'''

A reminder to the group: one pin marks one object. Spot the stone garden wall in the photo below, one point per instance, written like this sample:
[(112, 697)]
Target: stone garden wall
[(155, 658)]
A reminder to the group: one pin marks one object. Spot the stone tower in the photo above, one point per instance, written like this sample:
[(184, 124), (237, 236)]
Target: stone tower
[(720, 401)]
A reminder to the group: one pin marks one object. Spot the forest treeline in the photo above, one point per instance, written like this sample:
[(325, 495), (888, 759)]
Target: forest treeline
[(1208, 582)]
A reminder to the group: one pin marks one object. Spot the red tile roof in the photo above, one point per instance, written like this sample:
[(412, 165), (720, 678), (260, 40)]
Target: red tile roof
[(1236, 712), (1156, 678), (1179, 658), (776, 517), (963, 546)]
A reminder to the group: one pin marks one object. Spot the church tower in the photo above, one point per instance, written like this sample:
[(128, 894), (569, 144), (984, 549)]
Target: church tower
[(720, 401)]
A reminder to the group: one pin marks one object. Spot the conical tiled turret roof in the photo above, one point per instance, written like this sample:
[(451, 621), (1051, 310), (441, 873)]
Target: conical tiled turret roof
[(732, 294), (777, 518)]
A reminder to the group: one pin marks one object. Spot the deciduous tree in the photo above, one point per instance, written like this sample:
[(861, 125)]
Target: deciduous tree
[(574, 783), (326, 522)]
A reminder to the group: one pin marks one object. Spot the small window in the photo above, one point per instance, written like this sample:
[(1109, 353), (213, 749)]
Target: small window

'''

## Given task
Return the records above verbatim, from the line with "Spot the church" up to and including the final line of the records.

## Solution to the exercise
A reminder to the group: one pin marks one object. Spot the church tower in the photo above, one point per instance, written like this sample:
[(128, 894), (569, 144), (984, 549)]
Target: church tower
[(720, 401)]
A reminder to the group: one pin marks one object. Spot the conical tiled turret roof in the photo above, one point per instance, written like this sample:
[(451, 621), (1051, 310), (441, 873)]
Target: conical tiled turret roof
[(732, 294), (777, 518)]
A reminder to the group: one pin marks one object. Spot the deciduous tree in the photo above, one point per instance, written like this sample:
[(861, 125)]
Target: deciduous tree
[(574, 783), (326, 522)]
A reminder to the group: one pin marks one object. Spot the small window in the photo above, one point per instance, written like this sample:
[(1109, 353), (213, 749)]
Target: small window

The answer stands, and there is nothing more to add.